*** Passage to read

Development and cultivation of land over the last few centuries have disrupted the natural balance and gave way to destructive invasive species. While true native prairies could have up to 250 species of flowers and plants, it would be rare to see more than a quarter of that figure now. 

“There is virtually nothing left from the way things were back three or four hundred years ago,” Carithers said. “There’s not the soil infrastructure needed to help them grow and exchange nutrients. There’s far less than one percent of native species, even in the Midwest where there are large numbers of prairie and prairie restoration.”

Carithers said on such a large piece of property, he tries to help restore it as much as possible.

“The most difficult in dealing with Mother Nature in general is scale and balance,” Carithers said. “Scale —  meaning that with over 100 acres on a property, I can’t control everything. I am trying to guide Mother Nature along. Fortunately she’s on my side and wants to have native species there generally. And balance is being able to recognize what I can accomplish and what I can’t. It’s full of surprises.”

So far, Carithers has eliminated invasive species — which he also calls “alien aggressives” — such as Tree of Heaven, tall fescue and Autumn olive. The key? Persistence.

“There aren’t natural defenses for them here. There aren’t animals to eat them or bacteria to kill them or viral infections that control them. They go crazy here and proliferate and are out of balance with the native species,” Carithers said. “It’s just like we’re experiencing now with coronavirus. Over hundreds of years we would evolve, and it wouldn’t be a problem. Normally, you don’t have such major shifts in nature.”

Repairing aspects of an ecosystem sets off a domino-like effect for other organisms. Eliminating a grass like tall fescue allows development of prairie biodiversity, which, in turn, gives smaller animals like ferrets, squirrels and woodcocks room to thrive and avoid predators.

“We have a long history of management and figuring out what to do and how to do it. I’m just about to start my other series called Native Virginia How, which’ll go into the steps involved in restoring a property like this,” Carithers said.

Multipurpose benefits

One thing that Cohen and the other business owners agreed on was that while being sustainable is important for reducing waste and pollution, it’s also great for their bottom lines. 

Whether it’s Jon Henry saving on transportation costs by sourcing locally, or Route 11 using heat exchangers on cooking kettles to warm the kitchen in the winter, the deliberate steps have multiple purposes.

“It makes an economic difference. It makes life easier. This is where our footprint matters the most, because we’re bigger than a household, so we have to be hyperconscious about being clean. And that always made sense to me. I don’t want to be polluting something or damaging something,” Cohen said.

The business auction is raising money to fund Sustainability Matters’ pilot program Backyard Food Bank: Grow Your Own, which aims to teach low-income Harrisonburg families how to grow their own fresh produce with limited space. 

By offering people the chance to bid on life experiences rather than products, executive director Sari Carp said she hopes it will encourage them to learn about sustainability.

“Businesses have to make compromises, and if you are not economically sustainable, then it doesn’t matter how environmentally sustainable you are because you won’t be around to be sustainable anyway,” Carp said. “All of our panelists and those involved with the auction are both, and they’ve had to make hard choices. And they are very honest about those hard choices.”

Cross-pollination plays a large part in how each business interacts with the land, but also in how they interact with each other and their surrounding communities. 

“They’re involved with us not only as panelists, but as event participants, as friends, as sponsors, on multiple levels,” Carp said. “All of these businesses have a Shenandoah County base … And I think it shows that even in a small very rural county where there isn’t a lot of money, it is possible for sustainable businesses to thrive, through creativity and values.”

******

What to do » Please copy the part of the sustainability article that opens with "Multipurpose benefits" and closes with "have multiple purposes.", and switch "bottom lines" to "profit margins". The listing is separate material, unrelated to the sustainability article.

*** Data provided

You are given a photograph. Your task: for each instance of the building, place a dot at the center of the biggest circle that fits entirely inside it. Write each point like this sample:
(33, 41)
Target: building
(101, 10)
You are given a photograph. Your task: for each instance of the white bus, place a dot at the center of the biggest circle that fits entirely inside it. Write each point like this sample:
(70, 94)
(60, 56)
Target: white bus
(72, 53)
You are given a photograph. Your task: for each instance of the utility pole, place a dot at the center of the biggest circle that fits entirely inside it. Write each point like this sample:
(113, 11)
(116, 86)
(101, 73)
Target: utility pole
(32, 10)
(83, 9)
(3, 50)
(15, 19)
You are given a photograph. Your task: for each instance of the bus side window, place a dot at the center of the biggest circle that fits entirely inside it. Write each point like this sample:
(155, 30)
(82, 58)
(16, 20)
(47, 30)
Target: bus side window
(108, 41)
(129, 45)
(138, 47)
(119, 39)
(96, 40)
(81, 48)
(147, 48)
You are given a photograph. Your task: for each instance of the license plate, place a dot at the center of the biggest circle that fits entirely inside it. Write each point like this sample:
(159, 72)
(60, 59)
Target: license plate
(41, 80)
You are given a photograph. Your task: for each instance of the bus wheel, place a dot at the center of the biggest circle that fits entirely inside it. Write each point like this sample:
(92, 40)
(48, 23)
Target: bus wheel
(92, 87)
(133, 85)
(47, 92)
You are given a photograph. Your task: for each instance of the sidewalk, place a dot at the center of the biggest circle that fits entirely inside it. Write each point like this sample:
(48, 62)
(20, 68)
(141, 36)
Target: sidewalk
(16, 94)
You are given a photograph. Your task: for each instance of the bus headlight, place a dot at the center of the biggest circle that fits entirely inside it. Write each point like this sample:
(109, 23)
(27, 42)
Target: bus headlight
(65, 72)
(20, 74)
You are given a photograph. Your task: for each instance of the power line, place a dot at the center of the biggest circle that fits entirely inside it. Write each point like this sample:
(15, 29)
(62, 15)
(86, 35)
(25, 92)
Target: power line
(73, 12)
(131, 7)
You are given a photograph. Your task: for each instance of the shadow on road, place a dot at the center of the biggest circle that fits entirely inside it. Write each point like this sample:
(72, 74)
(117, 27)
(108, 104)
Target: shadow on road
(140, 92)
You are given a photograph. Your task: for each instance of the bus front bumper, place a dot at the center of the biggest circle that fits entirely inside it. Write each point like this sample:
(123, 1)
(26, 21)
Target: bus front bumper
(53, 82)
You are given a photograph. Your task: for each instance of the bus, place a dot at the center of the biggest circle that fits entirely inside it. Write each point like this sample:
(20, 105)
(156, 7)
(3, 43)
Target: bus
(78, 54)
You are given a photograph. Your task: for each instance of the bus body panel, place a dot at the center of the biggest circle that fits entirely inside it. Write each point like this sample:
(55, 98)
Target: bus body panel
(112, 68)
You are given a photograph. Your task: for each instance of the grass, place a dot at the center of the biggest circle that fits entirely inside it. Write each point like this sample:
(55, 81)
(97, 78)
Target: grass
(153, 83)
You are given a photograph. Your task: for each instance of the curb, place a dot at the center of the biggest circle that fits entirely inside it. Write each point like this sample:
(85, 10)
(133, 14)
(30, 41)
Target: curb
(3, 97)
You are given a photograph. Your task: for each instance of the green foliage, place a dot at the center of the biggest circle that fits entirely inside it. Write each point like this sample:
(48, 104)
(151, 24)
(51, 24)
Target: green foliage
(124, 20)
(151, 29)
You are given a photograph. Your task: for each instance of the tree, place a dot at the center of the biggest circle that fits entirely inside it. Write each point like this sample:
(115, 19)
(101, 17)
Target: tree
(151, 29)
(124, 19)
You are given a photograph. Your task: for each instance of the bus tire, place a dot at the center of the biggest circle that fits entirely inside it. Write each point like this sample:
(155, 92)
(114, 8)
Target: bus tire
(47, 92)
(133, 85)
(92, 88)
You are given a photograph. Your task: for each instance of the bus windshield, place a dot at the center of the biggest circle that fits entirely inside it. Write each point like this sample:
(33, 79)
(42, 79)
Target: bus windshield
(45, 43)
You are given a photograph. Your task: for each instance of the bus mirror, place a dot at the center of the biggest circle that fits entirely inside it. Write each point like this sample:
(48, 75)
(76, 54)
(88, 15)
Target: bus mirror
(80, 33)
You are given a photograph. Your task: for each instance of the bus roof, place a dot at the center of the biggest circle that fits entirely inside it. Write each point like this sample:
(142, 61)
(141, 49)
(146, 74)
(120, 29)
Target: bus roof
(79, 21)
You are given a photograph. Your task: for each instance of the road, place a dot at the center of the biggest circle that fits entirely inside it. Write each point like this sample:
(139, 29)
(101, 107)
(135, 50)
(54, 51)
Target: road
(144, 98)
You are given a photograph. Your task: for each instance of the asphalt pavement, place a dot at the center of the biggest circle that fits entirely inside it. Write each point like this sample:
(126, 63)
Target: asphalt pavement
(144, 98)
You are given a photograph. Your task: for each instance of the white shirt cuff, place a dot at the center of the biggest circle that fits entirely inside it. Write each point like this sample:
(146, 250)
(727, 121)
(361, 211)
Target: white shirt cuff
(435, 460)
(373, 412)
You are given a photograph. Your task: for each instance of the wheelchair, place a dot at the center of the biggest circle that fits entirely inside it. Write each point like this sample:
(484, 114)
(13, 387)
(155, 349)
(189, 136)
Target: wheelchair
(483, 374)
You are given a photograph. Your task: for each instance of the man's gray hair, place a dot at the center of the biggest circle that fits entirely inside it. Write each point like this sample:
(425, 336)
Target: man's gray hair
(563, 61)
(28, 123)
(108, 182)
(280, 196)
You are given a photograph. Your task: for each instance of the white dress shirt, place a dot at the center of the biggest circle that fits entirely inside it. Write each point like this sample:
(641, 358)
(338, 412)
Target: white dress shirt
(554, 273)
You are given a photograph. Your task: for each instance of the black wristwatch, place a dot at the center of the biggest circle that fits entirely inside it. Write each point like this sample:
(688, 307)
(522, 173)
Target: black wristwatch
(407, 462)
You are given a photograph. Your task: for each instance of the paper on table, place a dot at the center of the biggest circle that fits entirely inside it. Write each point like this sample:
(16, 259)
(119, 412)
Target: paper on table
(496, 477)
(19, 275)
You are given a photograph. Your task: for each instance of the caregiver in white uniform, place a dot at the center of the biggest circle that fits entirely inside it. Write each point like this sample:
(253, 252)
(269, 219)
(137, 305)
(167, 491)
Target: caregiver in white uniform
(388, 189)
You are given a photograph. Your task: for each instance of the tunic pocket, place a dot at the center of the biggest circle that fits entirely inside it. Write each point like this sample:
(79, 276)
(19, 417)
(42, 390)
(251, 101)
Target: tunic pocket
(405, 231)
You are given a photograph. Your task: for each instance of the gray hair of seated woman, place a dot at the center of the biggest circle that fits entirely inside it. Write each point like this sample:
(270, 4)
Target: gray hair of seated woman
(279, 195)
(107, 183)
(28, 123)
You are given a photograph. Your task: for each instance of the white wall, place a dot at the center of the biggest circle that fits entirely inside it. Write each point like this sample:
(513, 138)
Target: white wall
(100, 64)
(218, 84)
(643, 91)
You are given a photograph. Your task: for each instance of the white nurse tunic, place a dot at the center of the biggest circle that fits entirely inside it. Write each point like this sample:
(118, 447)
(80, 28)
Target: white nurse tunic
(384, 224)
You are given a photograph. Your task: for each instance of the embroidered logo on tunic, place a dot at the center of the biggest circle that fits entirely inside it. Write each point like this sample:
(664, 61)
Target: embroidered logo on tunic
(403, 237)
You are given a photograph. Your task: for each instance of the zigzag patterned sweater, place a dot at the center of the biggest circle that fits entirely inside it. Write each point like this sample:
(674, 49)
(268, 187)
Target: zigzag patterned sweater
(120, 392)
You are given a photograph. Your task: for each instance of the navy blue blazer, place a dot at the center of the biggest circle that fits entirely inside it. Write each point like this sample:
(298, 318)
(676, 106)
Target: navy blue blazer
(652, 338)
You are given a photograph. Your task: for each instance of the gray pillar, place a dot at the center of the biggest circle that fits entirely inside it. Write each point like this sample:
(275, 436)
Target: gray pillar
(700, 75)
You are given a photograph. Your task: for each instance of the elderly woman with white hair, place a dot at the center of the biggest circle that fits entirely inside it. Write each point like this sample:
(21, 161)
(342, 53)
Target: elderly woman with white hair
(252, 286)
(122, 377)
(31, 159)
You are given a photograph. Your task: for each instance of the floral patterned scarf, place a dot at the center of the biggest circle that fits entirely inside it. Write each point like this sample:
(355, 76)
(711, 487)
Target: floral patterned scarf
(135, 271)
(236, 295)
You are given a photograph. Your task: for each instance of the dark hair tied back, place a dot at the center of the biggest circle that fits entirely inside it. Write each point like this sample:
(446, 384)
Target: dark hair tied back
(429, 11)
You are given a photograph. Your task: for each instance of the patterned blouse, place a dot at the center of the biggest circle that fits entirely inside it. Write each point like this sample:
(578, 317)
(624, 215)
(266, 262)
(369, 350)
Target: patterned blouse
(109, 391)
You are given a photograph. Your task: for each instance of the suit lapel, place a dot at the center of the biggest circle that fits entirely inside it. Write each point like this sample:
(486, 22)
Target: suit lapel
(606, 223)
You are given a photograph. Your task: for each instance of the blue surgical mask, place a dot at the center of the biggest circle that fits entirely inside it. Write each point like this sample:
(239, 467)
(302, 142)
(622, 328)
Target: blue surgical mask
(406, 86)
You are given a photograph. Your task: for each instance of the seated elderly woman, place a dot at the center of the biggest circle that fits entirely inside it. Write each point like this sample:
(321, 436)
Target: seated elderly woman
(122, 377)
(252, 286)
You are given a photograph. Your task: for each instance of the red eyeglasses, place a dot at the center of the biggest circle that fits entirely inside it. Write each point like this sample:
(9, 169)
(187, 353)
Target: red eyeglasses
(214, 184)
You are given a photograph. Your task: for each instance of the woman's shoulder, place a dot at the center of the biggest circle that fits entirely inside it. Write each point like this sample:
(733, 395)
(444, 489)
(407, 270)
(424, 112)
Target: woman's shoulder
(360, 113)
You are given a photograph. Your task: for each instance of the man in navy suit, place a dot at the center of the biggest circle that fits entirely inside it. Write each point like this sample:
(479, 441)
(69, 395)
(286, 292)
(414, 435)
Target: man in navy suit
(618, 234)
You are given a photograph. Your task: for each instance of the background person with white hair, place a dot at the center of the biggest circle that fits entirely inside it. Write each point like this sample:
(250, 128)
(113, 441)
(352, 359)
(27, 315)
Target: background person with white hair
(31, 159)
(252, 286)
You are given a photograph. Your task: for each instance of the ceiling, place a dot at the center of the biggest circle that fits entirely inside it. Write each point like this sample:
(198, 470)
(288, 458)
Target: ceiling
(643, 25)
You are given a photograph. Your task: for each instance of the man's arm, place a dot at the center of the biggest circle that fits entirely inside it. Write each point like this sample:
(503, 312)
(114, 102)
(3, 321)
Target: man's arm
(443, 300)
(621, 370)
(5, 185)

******

Written solution »
Multipurpose benefits

One thing that Cohen and the other business owners agreed on was that while being sustainable is important for reducing waste and pollution, it’s also great for their profit margins. 

Whether it’s Jon Henry saving on transportation costs by sourcing locally, or Route 11 using heat exchangers on cooking kettles to warm the kitchen in the winter, the deliberate steps have multiple purposes.